» WHAT YOU WILL DO
Exclude all pictures from your copy of the data below, which should otherwise match exactly.

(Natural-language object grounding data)
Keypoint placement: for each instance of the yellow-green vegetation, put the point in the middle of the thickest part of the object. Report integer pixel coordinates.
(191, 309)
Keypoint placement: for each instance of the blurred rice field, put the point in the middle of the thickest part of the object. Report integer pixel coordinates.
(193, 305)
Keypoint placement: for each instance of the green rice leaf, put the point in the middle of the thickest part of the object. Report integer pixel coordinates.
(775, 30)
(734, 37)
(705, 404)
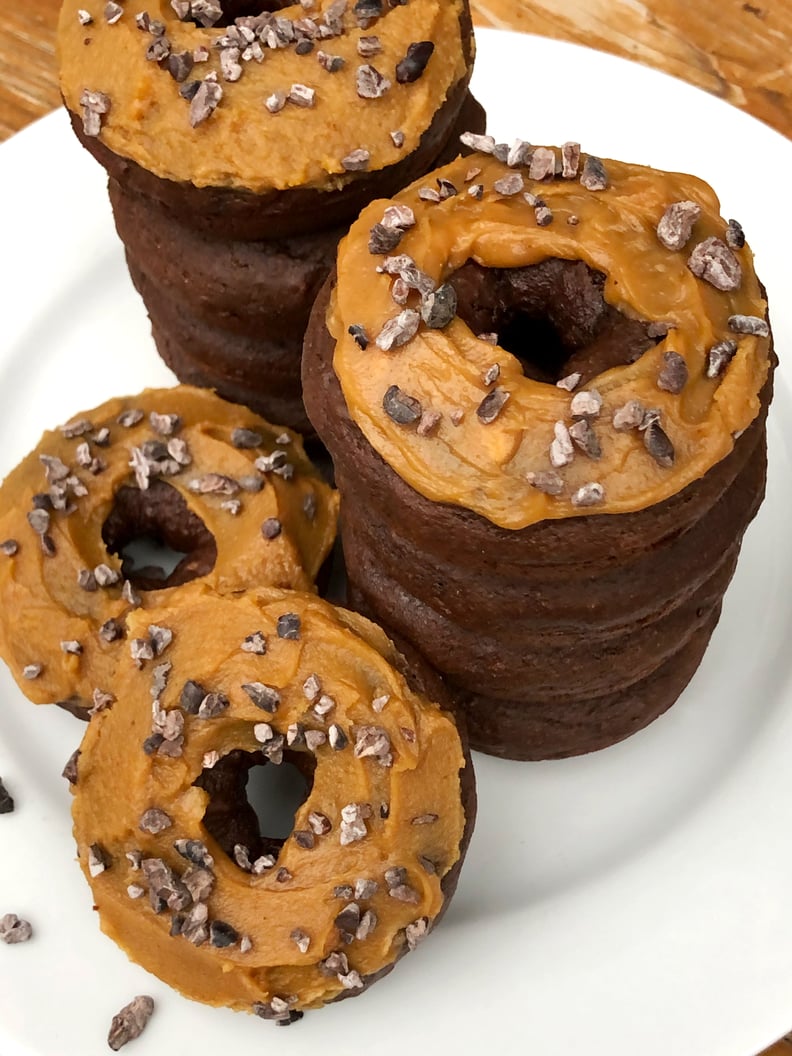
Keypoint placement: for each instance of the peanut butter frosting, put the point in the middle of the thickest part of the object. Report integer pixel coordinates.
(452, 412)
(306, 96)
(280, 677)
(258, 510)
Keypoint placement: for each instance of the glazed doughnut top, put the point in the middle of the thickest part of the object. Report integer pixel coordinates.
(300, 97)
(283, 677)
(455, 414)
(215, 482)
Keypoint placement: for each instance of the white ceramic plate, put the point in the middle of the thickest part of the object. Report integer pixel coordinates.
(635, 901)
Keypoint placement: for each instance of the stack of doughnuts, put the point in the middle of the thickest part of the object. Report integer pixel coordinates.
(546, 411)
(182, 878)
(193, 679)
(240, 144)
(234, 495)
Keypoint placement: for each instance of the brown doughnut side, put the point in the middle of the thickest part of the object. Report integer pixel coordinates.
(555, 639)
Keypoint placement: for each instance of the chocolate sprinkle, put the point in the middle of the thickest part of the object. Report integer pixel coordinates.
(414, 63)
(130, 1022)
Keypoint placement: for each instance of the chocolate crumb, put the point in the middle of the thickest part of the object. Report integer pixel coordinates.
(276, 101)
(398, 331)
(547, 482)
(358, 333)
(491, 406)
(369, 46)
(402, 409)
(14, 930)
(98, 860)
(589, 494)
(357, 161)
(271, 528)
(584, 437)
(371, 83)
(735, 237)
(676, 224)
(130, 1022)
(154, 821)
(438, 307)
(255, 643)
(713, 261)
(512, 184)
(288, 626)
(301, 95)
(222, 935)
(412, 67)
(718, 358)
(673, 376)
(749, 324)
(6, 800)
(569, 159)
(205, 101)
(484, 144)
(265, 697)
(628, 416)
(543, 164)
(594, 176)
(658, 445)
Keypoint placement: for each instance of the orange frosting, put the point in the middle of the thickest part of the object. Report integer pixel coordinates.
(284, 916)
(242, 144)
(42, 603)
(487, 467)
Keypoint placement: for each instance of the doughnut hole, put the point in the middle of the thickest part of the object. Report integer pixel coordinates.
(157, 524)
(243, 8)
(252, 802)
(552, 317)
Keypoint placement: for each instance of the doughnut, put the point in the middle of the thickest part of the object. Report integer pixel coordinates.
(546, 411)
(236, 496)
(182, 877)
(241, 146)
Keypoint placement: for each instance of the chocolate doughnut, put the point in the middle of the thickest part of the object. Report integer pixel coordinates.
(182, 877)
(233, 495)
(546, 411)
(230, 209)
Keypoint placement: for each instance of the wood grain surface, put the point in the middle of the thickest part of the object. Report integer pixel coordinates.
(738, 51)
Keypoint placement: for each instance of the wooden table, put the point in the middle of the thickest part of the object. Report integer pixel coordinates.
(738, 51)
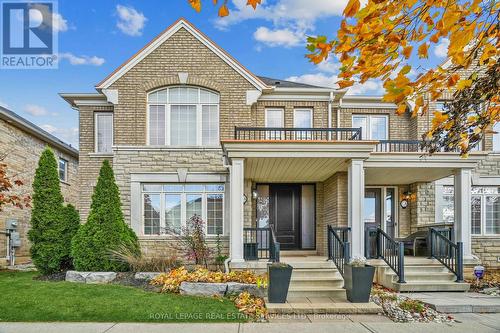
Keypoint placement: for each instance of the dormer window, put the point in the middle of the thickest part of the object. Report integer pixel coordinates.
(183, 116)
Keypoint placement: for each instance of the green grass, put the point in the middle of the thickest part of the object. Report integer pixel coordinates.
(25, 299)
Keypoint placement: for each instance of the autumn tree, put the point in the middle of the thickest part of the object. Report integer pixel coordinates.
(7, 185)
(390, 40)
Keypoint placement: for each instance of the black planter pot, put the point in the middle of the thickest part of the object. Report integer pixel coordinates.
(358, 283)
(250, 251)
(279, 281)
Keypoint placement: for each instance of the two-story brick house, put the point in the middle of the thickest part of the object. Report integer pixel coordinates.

» REPLY
Keypoint placement: for each instance of the yellow-green vegetation, put the point in the middle of the thickest part of the object. Report integer pixel coordinates.
(191, 309)
Keypoint placement: for each instance of the blurred rice field, put the point in the middle of the thickest part of the object. Report integer pixel coordinates.
(193, 305)
Keypoint placement: for each instance of the green rice leaf, put the point in the middle of the thickest part of the object. Report integer pixel coordinates.
(775, 30)
(734, 37)
(705, 404)
Keypoint placement: for each instance of the peanut butter frosting, put the point in the middle of the thickest part of the object. Report integer pixel coordinates.
(452, 412)
(306, 96)
(280, 677)
(258, 510)
Keypoint placement: for each instance of the glazed doughnut top, put the point in the middle of the thickest part of the object. Report integer pixel coordinates.
(300, 97)
(283, 677)
(455, 414)
(215, 482)
Keypoint placement: for each instance of the white ceramic plate, put the point in the middle of the thickest part of the object. Report integer pixel coordinates.
(635, 901)
Keypoint placement: for each instance of the stack of doughnuts, put the point in the middle of the thickest part of the object. Report integer pixel coordinates.
(546, 411)
(182, 878)
(193, 679)
(240, 144)
(234, 495)
Keypoint placement: for each instance of the brown doughnut side, put the point in the middle of the thickest part of the object. Report integer pixel coordinates.
(555, 639)
Keypoint placement: for each instance of the chocolate sprinkle, put the point in the middle of the thickest part of the object. Report integer pixel coordinates.
(414, 63)
(130, 1022)
Keypoint placement: for each instance of the chocolate crumb, put the point in the middle of the thickest part of the object. Report integer pixel coordinates.
(276, 101)
(398, 331)
(547, 482)
(358, 333)
(491, 406)
(369, 46)
(402, 409)
(14, 930)
(98, 860)
(589, 494)
(357, 161)
(271, 528)
(584, 437)
(371, 83)
(735, 237)
(676, 224)
(130, 1022)
(154, 821)
(438, 307)
(255, 643)
(713, 261)
(512, 184)
(288, 626)
(301, 95)
(222, 935)
(412, 67)
(718, 358)
(673, 376)
(749, 324)
(6, 800)
(569, 159)
(205, 101)
(484, 144)
(265, 697)
(628, 416)
(543, 164)
(594, 176)
(658, 445)
Keypoint placement: for each instance of the orange frosting, put the point in the middle of the thickest part of the object. Report integer pixel coordinates.
(284, 916)
(242, 144)
(42, 603)
(487, 467)
Keypoint placement: for each instance of the doughnut hole, put the point in the middle of the thickest part of the object. Report integer pixel coordinates.
(157, 524)
(243, 8)
(252, 802)
(552, 317)
Keypoint placement: for each instance of the doughnut, put the point in the middle of the thickest part of the object. Report integer pixel coordinates.
(546, 411)
(236, 496)
(182, 877)
(241, 146)
Keypoint placement: for each instance of the chocolate doughnut, put the point in the middle of the thickest part of the object. Report integer pixel coordinates.
(182, 877)
(233, 495)
(546, 411)
(230, 209)
Keypoint placement: for each instance of the wood grain surface, put the point in the middle of the thickest part of the object. Report integer pixel coordinates.
(738, 51)
Keypoint placement: for each instance of the wooden table, put the point in the middle of the thickest part of the object. Report integer pixel coordinates.
(738, 51)
Keypoint placement: for each instance of the dormer window, put the point in the middle of the thickest part of the object. Report integer pixel coordinates.
(183, 116)
Keypoint placement: for each instance of the green grass, put the point in the middle of the thickest part of the object. Report integer pixel coordinates.
(25, 299)
Keypoint placement: for each instance of the autumn tree, put the point in the middle of the thickest part of the object. Report integer pixel coordinates.
(7, 185)
(390, 40)
Keypoint placement: for each instance of the black planter pot, put the point in the middle of the thickest part of the object. Report integer pixel coordinates.
(358, 283)
(250, 251)
(279, 281)
Keypoint placement: for each instance of the two-story brick house, put the point in the middle of the thickest part of the object. Report integer pixel coordinates.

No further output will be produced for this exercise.